▶ [EXTRACT TO READ]

So I’m at a little bit of a crossroads. Delve deeper into this world of characters for good or bad? Or do I follow my new idea of becoming a portrait artist for the fitness crowd? That at least seems like something that could be lucrative. Plus, I do love illustrating fit people in action.


I know… how terrible to have options in life.

Copic Marker and Digital Color Experiments

The reference is Canadian bodybuilder  Natasha Aughey  from a photo by  Gord Weber .

The reference is Canadian bodybuilder Natasha Aughey from a photo by Gord Weber.

For the last few months, I have been experimenting with copic markers. But it wasn’t until I saw a few Instagram videos by Terrance Whitlow that I realized a whole new level (to me) of how they can be used.

▶ [EXPLORE THE MATERIAL]
A. Answer these about the blog excerpt on art options and copic markers:
(i) What new career idea does the writer consider?
(ii) Who is the bodybuilder in the reference, and who took the photo?
(iii) Whose Instagram videos showed the writer a new way to use copic markers?
B. Rewrite the blog excerpt on art options and copic markers between "So I’m at a" and "options in life.", inclusive, with "lucrative" changed to "profitable".
C. Pick up the blog excerpt on art options and copic markers right after its last sentence and keep writing.
The entries that come next have nothing to do with any of this.

▶ [INFORMATION]
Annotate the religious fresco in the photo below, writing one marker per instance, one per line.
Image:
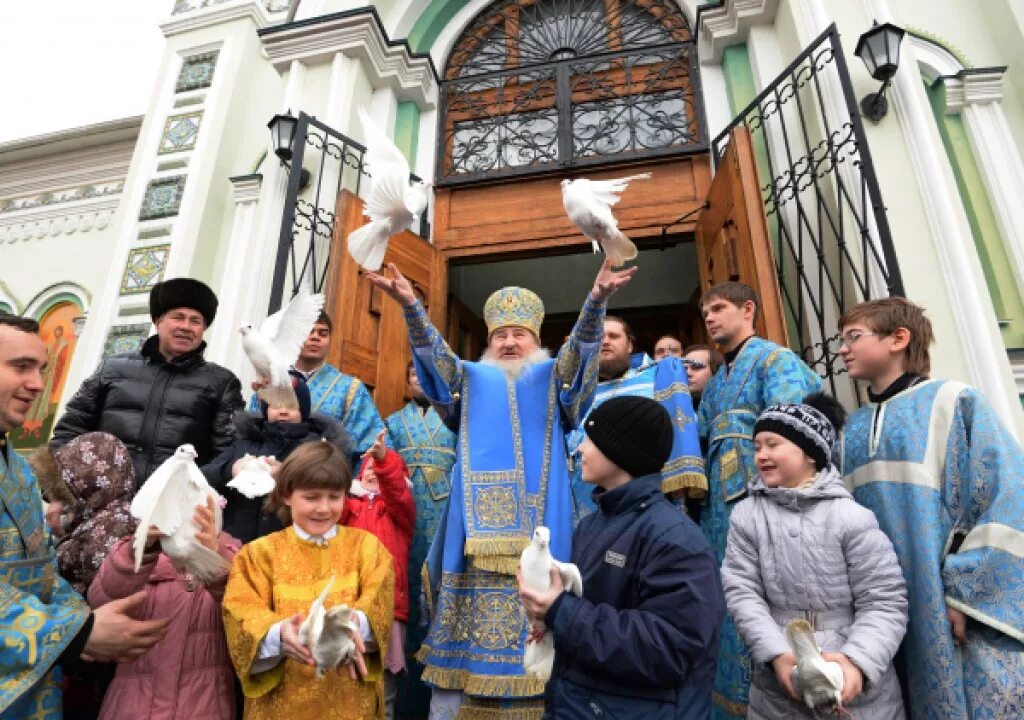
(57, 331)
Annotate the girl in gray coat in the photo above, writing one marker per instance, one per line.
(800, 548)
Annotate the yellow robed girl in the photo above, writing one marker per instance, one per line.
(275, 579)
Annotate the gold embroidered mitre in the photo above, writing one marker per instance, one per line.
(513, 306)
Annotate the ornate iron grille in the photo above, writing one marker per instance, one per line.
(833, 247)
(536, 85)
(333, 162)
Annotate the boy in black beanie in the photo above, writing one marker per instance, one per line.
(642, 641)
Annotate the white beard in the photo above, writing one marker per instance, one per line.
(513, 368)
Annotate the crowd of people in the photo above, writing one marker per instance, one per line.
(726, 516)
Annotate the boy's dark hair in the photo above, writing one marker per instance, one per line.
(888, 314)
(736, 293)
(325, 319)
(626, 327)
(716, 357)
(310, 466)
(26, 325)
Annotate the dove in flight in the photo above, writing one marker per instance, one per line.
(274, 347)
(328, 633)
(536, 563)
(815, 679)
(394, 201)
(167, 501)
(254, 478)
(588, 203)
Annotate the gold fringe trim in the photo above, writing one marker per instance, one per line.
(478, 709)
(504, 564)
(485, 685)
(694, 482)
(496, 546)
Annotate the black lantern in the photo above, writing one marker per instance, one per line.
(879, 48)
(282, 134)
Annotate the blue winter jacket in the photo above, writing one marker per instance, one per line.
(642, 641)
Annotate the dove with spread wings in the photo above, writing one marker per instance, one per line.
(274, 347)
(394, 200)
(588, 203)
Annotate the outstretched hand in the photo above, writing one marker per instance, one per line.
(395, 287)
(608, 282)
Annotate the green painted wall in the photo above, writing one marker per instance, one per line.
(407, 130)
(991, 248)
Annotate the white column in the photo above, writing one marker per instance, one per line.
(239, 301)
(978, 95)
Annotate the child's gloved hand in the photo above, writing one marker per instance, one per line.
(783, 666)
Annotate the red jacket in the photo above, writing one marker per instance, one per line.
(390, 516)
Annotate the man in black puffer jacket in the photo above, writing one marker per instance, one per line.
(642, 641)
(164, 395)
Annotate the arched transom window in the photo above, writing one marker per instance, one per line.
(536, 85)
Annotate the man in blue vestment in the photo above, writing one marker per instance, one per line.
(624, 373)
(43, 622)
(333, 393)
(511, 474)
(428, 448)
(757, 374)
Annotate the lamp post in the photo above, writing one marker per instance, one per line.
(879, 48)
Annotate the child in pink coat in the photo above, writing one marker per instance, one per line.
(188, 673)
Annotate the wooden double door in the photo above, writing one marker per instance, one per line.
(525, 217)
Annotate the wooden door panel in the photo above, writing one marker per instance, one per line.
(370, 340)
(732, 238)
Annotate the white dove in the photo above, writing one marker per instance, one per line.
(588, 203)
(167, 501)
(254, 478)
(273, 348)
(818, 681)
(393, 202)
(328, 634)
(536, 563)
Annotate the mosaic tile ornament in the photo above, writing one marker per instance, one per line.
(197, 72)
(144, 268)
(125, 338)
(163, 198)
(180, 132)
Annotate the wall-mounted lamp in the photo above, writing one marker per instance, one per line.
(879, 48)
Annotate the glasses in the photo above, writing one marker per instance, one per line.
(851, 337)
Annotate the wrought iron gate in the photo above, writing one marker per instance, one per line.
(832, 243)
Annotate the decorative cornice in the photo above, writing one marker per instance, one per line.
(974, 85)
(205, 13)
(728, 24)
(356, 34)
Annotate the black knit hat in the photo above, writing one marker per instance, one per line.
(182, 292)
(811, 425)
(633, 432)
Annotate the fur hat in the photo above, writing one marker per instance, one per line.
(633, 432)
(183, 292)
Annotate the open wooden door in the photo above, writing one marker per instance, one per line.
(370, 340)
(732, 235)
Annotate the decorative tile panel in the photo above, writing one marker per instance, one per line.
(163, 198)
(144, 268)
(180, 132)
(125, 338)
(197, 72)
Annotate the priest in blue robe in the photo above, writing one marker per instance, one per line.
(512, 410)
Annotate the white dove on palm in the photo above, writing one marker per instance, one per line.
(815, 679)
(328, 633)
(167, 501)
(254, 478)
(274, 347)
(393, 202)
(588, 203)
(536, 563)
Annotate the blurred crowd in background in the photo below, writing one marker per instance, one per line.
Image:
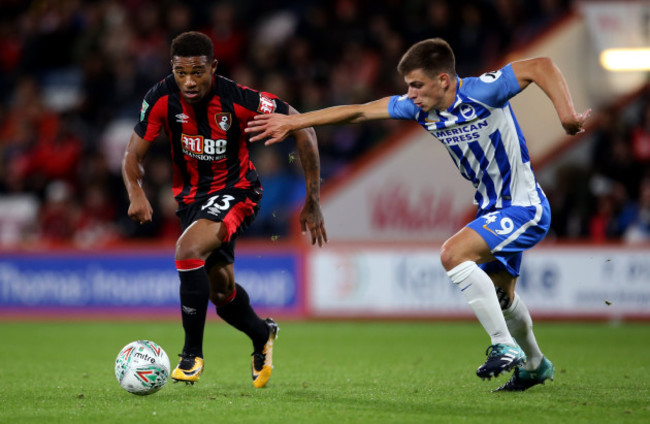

▶ [PER-TASK ANSWERS]
A.
(i) Becoming a portrait artist for the fitness crowd.
(ii) Natasha Aughey, a Canadian bodybuilder, in a photo by Gord Weber.
(iii) Terrance Whitlow's.

B.
So I’m at a little bit of a crossroads. Delve deeper into this world of characters for good or bad? Or do I follow my new idea of becoming a portrait artist for the fitness crowd? That at least seems like something that could be profitable. Plus, I do love illustrating fit people in action.


I know… how terrible to have options in life.

C.
He takes a more painterly approach to their application. This can be seen by how he adds several layers of marker color, as well as a white wash of some sort for highlights. I wanted to be able to do all of this in a way that was much more mobile, so instead of a really wet white like he uses, I’ve been using General’s Charcoal White 558 pencils and a Sakura Gelly Roll pen. I started with white colored pencil, but I found the waxy buildup that colored pencils give you doesn’t work well at all with trying to apply marker over it. I also wanted a look that was much less creamy, and more granular. So, the charcoal looked great for that as well.

The next step was to color it. I still love watercolor and watercolor pencils for their textures and for the tactile feel of using them. But in the last few years, technology has hit the point where digital coloring, with the right brushes, looks natural and authentic. A good eye can still spot the differences of course, but overall, digital painting has hit the point where it looks right with what I want to accomplish. So after all the tone and line work was done, I scanned it in and brought it into Procreate for the iPad. I generally stick with a modified gouache brush for both color and eraser with a modified brush pen for line work touch-ups.

If you have any experiences with copics, white washes or digital coloring, leave a comment. I love to hear what other people think of using them as well as how they use them.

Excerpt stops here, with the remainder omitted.